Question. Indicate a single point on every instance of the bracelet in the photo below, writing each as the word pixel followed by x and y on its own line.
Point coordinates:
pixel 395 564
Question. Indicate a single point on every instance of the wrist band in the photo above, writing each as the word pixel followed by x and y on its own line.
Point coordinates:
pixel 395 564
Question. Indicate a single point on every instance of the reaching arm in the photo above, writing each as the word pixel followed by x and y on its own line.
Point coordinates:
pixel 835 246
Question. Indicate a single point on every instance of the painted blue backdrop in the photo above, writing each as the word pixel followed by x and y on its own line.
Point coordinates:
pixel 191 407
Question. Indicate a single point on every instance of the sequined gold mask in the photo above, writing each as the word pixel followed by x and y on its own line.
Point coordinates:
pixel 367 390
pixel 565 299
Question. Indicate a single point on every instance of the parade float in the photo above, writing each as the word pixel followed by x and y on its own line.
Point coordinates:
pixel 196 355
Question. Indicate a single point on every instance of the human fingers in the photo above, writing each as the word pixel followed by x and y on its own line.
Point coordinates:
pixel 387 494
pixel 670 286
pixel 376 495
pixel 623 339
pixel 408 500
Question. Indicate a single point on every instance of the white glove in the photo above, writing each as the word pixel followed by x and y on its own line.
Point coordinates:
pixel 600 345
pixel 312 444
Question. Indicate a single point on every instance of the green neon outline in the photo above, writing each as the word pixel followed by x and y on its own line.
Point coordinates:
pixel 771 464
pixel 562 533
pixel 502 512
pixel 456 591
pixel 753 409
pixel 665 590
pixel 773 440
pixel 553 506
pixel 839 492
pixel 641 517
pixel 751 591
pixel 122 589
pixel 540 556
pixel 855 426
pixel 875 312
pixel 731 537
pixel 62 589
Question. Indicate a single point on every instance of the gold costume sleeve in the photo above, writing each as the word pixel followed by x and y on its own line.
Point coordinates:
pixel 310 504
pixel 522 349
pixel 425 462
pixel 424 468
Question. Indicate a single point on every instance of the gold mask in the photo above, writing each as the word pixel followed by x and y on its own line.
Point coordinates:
·····
Restate all entries above verbatim.

Output
Question. Indicate a single point on every instance of the bracelet in the photo below, writing each as the word pixel followed by x and y on its own line.
Point coordinates:
pixel 395 564
Question. Indicate a single point on every instance of the wrist band in the photo above, writing each as the word pixel followed by x and y on its own line.
Point coordinates:
pixel 395 564
Question. Indicate a single point on every instance of the reaching arm in the photo above, writing each as the word pixel followed by x and y on its own line.
Point coordinates:
pixel 835 246
Question. Indicate a single point on every instance of the painted blue backdrop in the photo above, writing each as the word pixel followed by x and y on its own line.
Point coordinates:
pixel 191 407
Question. Indicate a single point on every instance of the sequined gold mask in the photo above, writing each as the word pixel followed by x and y on its own line.
Point coordinates:
pixel 367 390
pixel 565 299
Question. Indicate a single point on every instance of the parade float in the photo above, writing each as the word pixel followed by x and y on its own line.
Point coordinates:
pixel 196 355
Question. Indicate a single point on every instance of the human fingers in the photo above, writing each as the word pixel followed by x and y on its own line.
Point coordinates:
pixel 387 494
pixel 670 286
pixel 376 495
pixel 623 339
pixel 408 500
Question. Indicate a single point on every instance of the white glove in the photo above, writing each as the word pixel followed by x and y on its own line.
Point coordinates:
pixel 600 345
pixel 312 444
Question. Indicate a single point on every instance of the green neon outline in the photo above, writing each as the word pixel followed by x and y on its own line.
Point coordinates:
pixel 771 464
pixel 562 533
pixel 502 512
pixel 456 591
pixel 753 409
pixel 665 590
pixel 773 440
pixel 553 506
pixel 839 492
pixel 641 517
pixel 751 591
pixel 122 589
pixel 540 556
pixel 855 426
pixel 875 312
pixel 731 537
pixel 62 589
Question. Indicate a single point on every instance of the gold costume sleeve in the photo above, writing each as the word pixel followed by x and y on its own line.
Point coordinates:
pixel 310 504
pixel 522 349
pixel 425 462
pixel 424 468
Question. Indicate a single point on every instance of the gold mask in the photo above, writing each as the word pixel followed by x and y on its own line.
Point coordinates:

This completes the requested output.